En este esquema, la innovación sin cualificación resulta imposible de entender; más concretamente, la cualificación aparece como un conjunto de competencias, esto es, conocimientos, capacidades y habilidades. Desde otra perspectiva, las competencias generan un tipo de cualificación en las personas que desencadenan innovaciones en productos y / o servicios –bajo los principios rectores de la obsolescencia programada– que los hacen más atractivos y dispuestos para un consumo que es la razón del sistema. Lo curioso de este tema es que la innovación hace aflorar las competencias o la carencia de éstas en los trabajadores, segmentando el mercado en trabajadores cualificados y descualificados, pero también sometidos por razón de la innovación a una obsolescencia programada.
7. LA RELACIÓN ENTRE LA INNOVACIÓN Y LAS COMPETENCIAS EN EL CONTEXTO DEL MERCADO LABORAL
A la vista de lo expuesto hasta aquí, cabe preguntarse por el modo en que interactúan innovación y competencias. El cuadro II refleja el maridaje entre innovación y competencias o, en otros términos, cómo los RRHH se vinculan –en mayor o menor grado– con la innovación productiva. Del resultado de esta interacción se genera un singular comportamiento que comienza en el cuadrante 1 (C1) y finaliza en primera instancia en el 4 (C4).
En un momento inicial (C1) los RRHH aportan su cualificación al sistema a través de un conjunto de competencias (conocimientos, capacidades y habilidades) como elemento diferencial para iniciar nuevos proyectos de transformación social y empresarial. De algún modo, el sistema organizativo se vale de personas con un singular perfil competencial adecuado para proponer ideas innovadoras.
Tras este período inicial en una segunda etapa (C2) los RRHH que incorporan las competencias al sistema se terminan traduciendo en proyectos de innovación con las consiguientes mejoras y ventajas, esto es, absorción de excedentes e incremento del consumo, tirón de la demanda agregada y desarrollo de la nueva oferta de productos y servicios. Desde otra perspectiva, el sistema aprovecha al máximo –“explota”– el potencial competencial para ponerlas al servicio de la innovación y una mayor expansión del sistema en su conjunto.
Tras finalizar la anterior etapa, en la tercera (C3) los RRHH comienzan a agotar su límite competencial acomodándose a las innovaciones que cada vez más se han afianzado y consolidado como tales. En otro espectro de análisis es como si el sistema empezara a necesitar de nuevos recursos humanos, dotados de mayores y mejores competencias (conocimientos, capacidades y habilidades) para reiniciar nuevos proyectos de transformación social y empresarial. En definitiva, nuevas ideas que permitan insuflar oxígeno a un modelo que comienza a presentar signos de obsolescencia.

**QUÉ TRABAJAR:**
[A] ¿Qué tres elementos forman las competencias, según el texto sobre innovación y competencias?
[B] Reproduce del texto sobre innovación y competencias el pasaje que arranca en las palabras que contienen "En un momento" y llega hasta "proponer ideas innovadoras.".
[C] Sigue escribiendo el texto sobre innovación y competencias a partir de su última oración.

**LISTADO:**
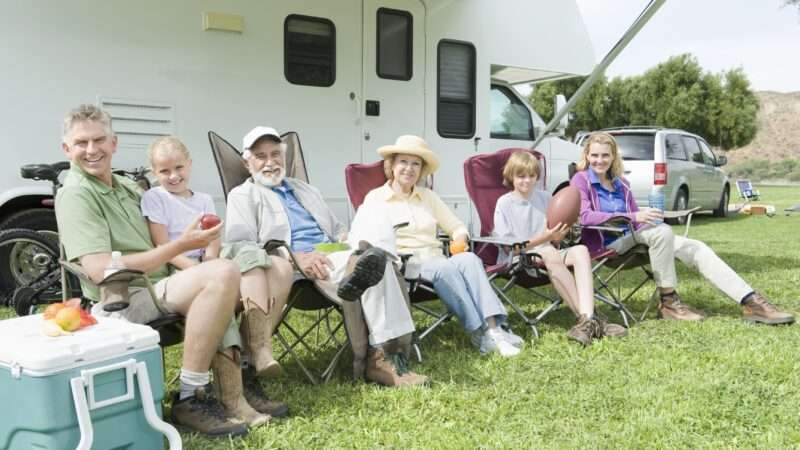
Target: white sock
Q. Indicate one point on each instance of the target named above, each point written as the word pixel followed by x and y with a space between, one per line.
pixel 190 381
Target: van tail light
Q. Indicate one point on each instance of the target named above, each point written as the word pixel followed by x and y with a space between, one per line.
pixel 660 174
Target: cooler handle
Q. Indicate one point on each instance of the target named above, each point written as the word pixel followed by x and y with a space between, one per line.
pixel 82 406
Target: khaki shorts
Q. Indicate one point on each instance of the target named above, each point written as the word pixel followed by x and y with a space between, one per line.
pixel 143 308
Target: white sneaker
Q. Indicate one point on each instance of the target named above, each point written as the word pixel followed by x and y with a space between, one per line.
pixel 511 338
pixel 493 341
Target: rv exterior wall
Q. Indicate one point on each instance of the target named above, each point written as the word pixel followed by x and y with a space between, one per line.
pixel 151 54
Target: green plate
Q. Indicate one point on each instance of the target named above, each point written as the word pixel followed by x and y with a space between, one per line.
pixel 330 247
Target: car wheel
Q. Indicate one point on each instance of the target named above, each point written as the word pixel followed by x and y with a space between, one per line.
pixel 681 203
pixel 722 209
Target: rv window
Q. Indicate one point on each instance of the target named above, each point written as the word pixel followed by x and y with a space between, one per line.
pixel 309 45
pixel 394 44
pixel 510 119
pixel 455 112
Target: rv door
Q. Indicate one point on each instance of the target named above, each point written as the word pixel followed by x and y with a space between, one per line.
pixel 393 98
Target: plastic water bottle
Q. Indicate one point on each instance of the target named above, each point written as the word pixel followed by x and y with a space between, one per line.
pixel 115 265
pixel 114 293
pixel 656 201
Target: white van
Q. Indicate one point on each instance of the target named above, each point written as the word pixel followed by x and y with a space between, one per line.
pixel 347 75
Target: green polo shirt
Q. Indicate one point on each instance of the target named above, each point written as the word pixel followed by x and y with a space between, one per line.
pixel 95 218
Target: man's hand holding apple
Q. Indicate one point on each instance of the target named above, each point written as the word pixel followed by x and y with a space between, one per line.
pixel 314 265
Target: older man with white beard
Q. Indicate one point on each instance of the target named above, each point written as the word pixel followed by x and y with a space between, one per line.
pixel 270 206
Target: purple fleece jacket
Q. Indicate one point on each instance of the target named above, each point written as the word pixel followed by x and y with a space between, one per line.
pixel 592 215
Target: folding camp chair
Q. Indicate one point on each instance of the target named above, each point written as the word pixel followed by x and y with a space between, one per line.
pixel 746 191
pixel 362 178
pixel 303 296
pixel 484 180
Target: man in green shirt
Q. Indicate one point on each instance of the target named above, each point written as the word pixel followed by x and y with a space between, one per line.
pixel 98 212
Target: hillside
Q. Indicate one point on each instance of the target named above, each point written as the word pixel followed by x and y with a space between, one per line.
pixel 778 136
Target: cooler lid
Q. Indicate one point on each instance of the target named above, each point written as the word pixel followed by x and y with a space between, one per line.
pixel 23 344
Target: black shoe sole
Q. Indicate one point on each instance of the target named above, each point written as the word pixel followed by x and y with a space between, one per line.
pixel 753 320
pixel 368 272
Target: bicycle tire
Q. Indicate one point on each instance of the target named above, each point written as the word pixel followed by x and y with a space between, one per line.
pixel 25 255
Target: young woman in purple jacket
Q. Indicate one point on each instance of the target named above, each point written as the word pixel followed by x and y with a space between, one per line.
pixel 606 196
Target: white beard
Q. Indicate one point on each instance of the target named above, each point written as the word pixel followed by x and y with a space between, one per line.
pixel 269 181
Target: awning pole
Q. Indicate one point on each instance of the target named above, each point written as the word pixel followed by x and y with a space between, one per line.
pixel 598 71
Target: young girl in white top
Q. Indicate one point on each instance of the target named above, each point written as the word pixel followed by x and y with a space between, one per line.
pixel 170 207
pixel 520 215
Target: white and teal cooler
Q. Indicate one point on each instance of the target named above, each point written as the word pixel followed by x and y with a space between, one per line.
pixel 98 388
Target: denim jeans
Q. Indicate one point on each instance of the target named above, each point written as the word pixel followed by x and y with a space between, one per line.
pixel 462 285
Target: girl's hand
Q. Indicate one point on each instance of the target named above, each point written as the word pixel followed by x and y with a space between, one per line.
pixel 557 233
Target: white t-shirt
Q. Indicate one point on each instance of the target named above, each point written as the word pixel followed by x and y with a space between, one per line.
pixel 176 213
pixel 519 218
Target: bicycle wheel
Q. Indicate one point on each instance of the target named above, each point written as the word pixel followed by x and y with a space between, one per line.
pixel 26 256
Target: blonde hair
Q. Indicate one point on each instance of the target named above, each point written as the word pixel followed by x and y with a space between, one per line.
pixel 616 169
pixel 166 145
pixel 518 164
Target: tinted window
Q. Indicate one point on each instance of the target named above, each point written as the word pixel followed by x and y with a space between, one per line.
pixel 708 155
pixel 394 44
pixel 674 147
pixel 636 146
pixel 455 108
pixel 693 149
pixel 510 119
pixel 309 45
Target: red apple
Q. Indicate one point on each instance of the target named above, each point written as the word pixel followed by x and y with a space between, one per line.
pixel 209 221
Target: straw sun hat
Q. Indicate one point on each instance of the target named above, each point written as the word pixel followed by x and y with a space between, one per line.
pixel 412 145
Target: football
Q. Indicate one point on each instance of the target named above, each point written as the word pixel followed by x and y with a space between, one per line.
pixel 564 207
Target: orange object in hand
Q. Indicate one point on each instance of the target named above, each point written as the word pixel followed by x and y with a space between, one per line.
pixel 457 247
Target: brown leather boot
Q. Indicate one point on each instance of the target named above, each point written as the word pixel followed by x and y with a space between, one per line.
pixel 391 370
pixel 257 398
pixel 672 308
pixel 256 334
pixel 585 330
pixel 202 413
pixel 758 309
pixel 229 389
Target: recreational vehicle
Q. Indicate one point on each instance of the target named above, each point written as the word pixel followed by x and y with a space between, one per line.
pixel 347 75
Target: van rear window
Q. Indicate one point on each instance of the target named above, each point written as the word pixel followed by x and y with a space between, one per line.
pixel 635 147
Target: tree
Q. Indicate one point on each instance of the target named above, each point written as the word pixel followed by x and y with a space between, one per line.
pixel 676 93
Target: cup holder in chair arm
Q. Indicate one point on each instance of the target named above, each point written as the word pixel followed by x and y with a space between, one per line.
pixel 126 275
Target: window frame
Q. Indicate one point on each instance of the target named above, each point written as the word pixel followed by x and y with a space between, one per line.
pixel 514 100
pixel 409 43
pixel 680 142
pixel 322 20
pixel 474 99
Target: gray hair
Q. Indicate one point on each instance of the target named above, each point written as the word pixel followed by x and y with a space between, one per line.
pixel 86 113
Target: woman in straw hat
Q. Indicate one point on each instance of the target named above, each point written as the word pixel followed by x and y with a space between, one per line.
pixel 459 280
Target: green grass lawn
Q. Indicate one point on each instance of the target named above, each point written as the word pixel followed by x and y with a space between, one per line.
pixel 717 384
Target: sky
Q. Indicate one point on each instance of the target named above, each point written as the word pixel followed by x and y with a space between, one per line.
pixel 760 36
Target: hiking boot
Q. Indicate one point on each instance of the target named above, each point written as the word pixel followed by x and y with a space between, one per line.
pixel 511 338
pixel 256 331
pixel 230 390
pixel 493 340
pixel 391 370
pixel 608 329
pixel 757 309
pixel 257 398
pixel 202 413
pixel 671 307
pixel 585 330
pixel 364 271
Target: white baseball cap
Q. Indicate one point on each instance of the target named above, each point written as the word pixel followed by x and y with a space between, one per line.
pixel 257 133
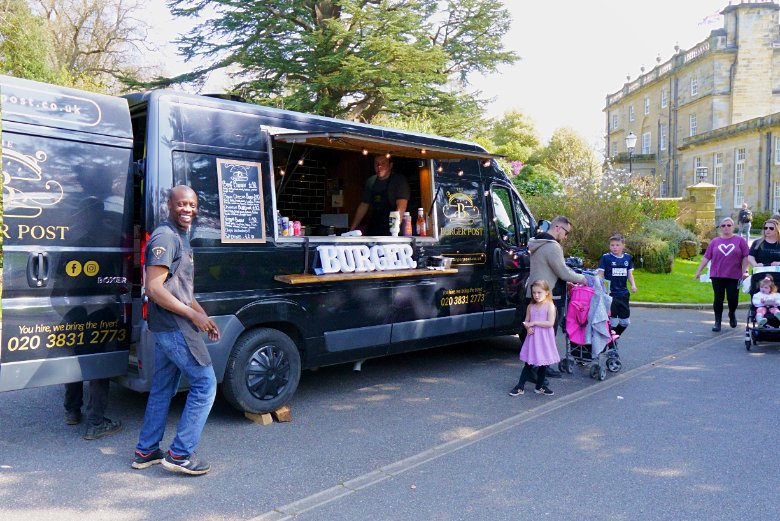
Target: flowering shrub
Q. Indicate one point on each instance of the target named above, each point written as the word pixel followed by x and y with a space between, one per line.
pixel 598 209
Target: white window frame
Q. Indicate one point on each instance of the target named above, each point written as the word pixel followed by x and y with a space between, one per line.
pixel 717 177
pixel 662 137
pixel 776 197
pixel 646 142
pixel 777 150
pixel 739 177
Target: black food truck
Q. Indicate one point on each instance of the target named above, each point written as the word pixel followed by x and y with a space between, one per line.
pixel 86 179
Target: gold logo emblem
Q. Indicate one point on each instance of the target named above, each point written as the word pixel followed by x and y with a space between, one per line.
pixel 91 268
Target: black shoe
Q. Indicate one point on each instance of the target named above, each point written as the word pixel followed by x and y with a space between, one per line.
pixel 105 428
pixel 73 417
pixel 516 392
pixel 187 464
pixel 716 327
pixel 143 461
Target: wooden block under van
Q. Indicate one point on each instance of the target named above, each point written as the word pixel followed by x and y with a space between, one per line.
pixel 282 414
pixel 262 419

**RESPUESTAS POR TAREA:**
[A] Conocimientos, capacidades y habilidades.

[B]
En un momento inicial (C1) los RRHH aportan su cualificación al sistema a través de un conjunto de competencias (conocimientos, capacidades y habilidades) como elemento diferencial para iniciar nuevos proyectos de transformación social y empresarial. De algún modo, el sistema organizativo se vale de personas con un singular perfil competencial adecuado para proponer ideas innovadoras.

[C]
En la cuarta etapa (C4) los RRHH han llegado a su agotamiento competencial y es necesario reponer en cantidad y calidad a las personas para que sus competencias promuevan una innovación ajustada a los nuevos tiempos y horizontes que toca vivir. La ausencia de innovaciones mermadas por competencias obsoletas o agotadas en su desarrollo demandan acreditar nuevas personas cualificadas competencialmente lo que situaría el modelo nuevamente en el primer cuadrante (C1).
En resumen, los recursos humanos como motor de innovación quedan finalmente sometidos a un ritmo por parte del sistema que les conduce a ser reemplazados ante su “agotamiento” debido a la necesidad de incorporar nuevas innovaciones que eviten la paralización del sistema.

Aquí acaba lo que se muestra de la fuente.